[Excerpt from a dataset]
----

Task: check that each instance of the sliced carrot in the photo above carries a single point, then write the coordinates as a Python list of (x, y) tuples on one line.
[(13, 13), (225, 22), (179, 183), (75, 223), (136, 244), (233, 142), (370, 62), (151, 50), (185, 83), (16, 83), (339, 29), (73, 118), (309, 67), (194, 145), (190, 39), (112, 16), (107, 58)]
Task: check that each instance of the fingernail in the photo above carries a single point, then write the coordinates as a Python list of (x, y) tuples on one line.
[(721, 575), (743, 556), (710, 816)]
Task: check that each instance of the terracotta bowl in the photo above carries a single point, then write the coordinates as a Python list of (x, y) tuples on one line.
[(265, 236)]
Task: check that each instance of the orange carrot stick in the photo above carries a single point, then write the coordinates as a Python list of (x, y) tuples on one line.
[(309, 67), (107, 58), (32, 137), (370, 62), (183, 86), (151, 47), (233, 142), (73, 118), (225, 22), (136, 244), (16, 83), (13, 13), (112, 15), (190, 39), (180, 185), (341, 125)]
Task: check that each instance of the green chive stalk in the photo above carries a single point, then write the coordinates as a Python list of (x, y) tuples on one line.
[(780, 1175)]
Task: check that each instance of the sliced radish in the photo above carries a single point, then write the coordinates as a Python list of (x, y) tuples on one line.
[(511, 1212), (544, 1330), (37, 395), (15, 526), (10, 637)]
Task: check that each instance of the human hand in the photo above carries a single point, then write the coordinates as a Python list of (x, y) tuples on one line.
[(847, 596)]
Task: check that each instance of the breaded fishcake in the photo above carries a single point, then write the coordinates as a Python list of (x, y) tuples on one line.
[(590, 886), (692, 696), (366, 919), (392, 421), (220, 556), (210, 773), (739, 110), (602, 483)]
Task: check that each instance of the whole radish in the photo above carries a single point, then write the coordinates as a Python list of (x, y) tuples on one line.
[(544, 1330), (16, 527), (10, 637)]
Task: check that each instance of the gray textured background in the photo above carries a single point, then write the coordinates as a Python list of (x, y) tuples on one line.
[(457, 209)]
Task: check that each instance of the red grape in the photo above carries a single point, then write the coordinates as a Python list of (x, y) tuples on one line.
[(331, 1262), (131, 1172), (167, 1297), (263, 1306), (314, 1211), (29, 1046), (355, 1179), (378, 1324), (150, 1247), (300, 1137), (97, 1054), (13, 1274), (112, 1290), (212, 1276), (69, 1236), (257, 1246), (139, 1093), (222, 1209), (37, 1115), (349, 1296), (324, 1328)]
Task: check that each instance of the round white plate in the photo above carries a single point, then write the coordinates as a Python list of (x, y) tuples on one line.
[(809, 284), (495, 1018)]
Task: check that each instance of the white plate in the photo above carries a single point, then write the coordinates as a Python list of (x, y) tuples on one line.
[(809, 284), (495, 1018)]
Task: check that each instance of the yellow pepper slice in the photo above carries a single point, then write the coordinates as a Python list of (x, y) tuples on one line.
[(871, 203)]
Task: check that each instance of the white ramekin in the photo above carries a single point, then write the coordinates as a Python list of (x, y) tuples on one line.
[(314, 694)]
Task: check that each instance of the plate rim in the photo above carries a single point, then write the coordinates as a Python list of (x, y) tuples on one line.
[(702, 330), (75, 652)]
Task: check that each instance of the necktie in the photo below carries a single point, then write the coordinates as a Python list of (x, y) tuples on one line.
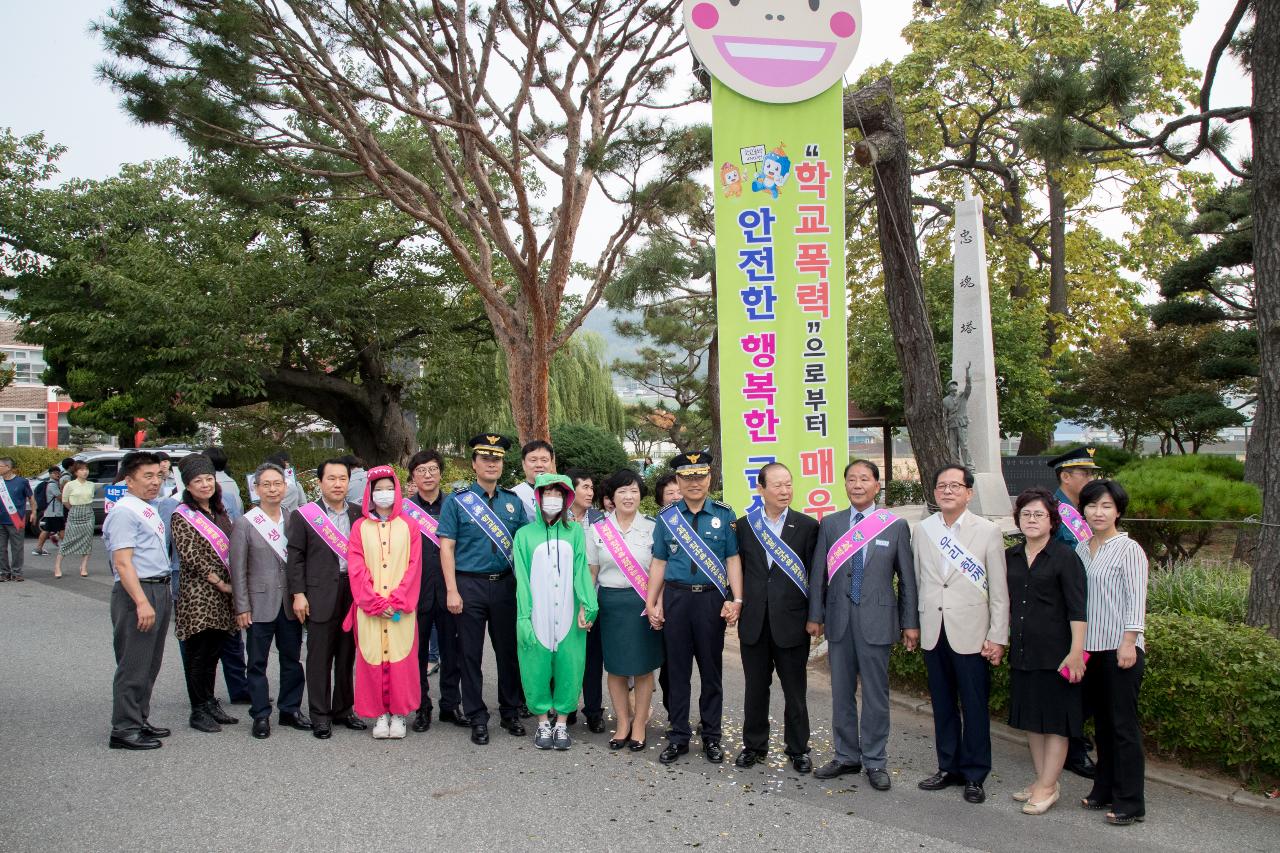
[(855, 573)]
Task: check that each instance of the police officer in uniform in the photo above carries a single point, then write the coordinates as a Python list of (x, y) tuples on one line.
[(1074, 470), (689, 609), (480, 589)]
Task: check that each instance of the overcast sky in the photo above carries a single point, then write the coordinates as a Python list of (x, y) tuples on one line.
[(48, 60)]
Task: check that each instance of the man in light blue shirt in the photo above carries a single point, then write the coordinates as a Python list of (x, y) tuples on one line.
[(135, 538)]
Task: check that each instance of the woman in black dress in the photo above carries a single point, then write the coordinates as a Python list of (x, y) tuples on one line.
[(1047, 612)]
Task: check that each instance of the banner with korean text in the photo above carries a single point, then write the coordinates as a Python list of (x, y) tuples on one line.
[(780, 273)]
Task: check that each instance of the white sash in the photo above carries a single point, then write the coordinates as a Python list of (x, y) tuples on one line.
[(9, 506), (138, 507), (955, 553), (270, 532)]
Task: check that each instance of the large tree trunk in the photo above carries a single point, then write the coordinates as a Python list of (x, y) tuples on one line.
[(529, 379), (873, 112), (1265, 58)]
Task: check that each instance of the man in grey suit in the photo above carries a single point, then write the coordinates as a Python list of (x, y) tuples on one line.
[(862, 616), (257, 557)]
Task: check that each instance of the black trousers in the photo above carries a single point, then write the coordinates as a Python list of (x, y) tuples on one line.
[(200, 665), (447, 638), (593, 676), (287, 635), (961, 735), (137, 656), (234, 671), (694, 630), (330, 664), (760, 660), (1121, 766), (488, 603)]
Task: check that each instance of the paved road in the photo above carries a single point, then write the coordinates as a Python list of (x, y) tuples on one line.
[(65, 790)]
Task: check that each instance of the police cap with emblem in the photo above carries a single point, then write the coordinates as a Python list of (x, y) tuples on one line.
[(1078, 457), (489, 445), (694, 464)]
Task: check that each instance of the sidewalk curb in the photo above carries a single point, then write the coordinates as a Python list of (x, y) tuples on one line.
[(1180, 780)]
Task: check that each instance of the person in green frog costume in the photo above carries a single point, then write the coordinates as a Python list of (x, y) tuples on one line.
[(554, 607)]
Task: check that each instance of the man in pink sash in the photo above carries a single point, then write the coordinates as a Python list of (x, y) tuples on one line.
[(320, 596), (426, 468), (1074, 470), (853, 601)]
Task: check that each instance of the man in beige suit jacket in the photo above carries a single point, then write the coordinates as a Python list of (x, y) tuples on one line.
[(964, 629)]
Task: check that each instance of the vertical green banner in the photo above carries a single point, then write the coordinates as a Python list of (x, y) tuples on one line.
[(780, 274)]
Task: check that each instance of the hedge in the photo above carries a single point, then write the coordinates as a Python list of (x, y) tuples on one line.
[(33, 461), (1211, 692)]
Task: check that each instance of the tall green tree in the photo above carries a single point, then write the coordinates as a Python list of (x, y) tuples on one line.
[(530, 112), (173, 288)]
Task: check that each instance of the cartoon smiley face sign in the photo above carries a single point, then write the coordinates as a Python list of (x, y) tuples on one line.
[(780, 51)]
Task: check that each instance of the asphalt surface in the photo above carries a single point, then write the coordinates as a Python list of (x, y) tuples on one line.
[(65, 790)]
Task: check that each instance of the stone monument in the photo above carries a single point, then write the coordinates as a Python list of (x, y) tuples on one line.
[(973, 364)]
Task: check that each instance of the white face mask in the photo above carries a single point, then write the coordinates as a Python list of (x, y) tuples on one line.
[(553, 502)]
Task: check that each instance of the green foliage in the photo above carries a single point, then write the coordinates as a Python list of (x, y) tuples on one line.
[(904, 492), (1152, 382), (1212, 690), (588, 447), (33, 461), (1164, 491), (1217, 589)]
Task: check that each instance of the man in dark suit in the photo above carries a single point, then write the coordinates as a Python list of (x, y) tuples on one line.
[(862, 616), (320, 598), (771, 630)]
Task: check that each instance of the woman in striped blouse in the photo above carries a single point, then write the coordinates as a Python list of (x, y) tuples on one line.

----

Can you reproduce the stretch from "Task: check that each instance of the hedge" through the end of the data, swapping "stone monument" for "bronze statue" and keeping everything else unchanged?

* Solution for this exercise *
Task: check that each instance of the hedge in the photo above carries a single point, then write the coordinates as a Python list of (x, y) tuples on one line.
[(33, 461), (1211, 692)]
Task: check that each instance of the tall green tree in the photo above carries a single point, then write the coordinates as a Python list of (x, y) tuples on one line.
[(530, 112), (173, 288)]
Task: check that each instance of the cartoon smiley face sign in the photo above carries a single point, then write the coordinates as a Python list of (x, y) tuples on one line.
[(780, 51)]
Task: check that each instance of the asphalt surface in the photo above carries a single point, then write the coordinates as a Python list of (x, y) tuples on one line.
[(65, 790)]
Task: check that each instance of the bronze statue in the photo above carries a single point, then write the coordinates as a Python list of (x, y) tuples on one line.
[(973, 364)]
Task: check that each instance of the white face mask in the photo above carries a single point, then write the coordinates as a Python list of (x, y) tuples on one line.
[(553, 502)]
Task: check that each instance of the green foliage in the photo above carries a single point, then write the coordinates as a Python list of (x, y) tuples on one line.
[(904, 492), (1152, 382), (1212, 690), (588, 447), (33, 461), (1164, 491), (1217, 589)]
Task: check that each instance of the man in dark suit in the photo above carries a single point, then write the coordinates as a Python list of (x, y) tuples on one line.
[(862, 616), (320, 598), (771, 630)]
Task: check that each instance of the woman in striped blouse in the photo above carries a single point, then write the coordinates as a Python list of (x, y) tuples on one line.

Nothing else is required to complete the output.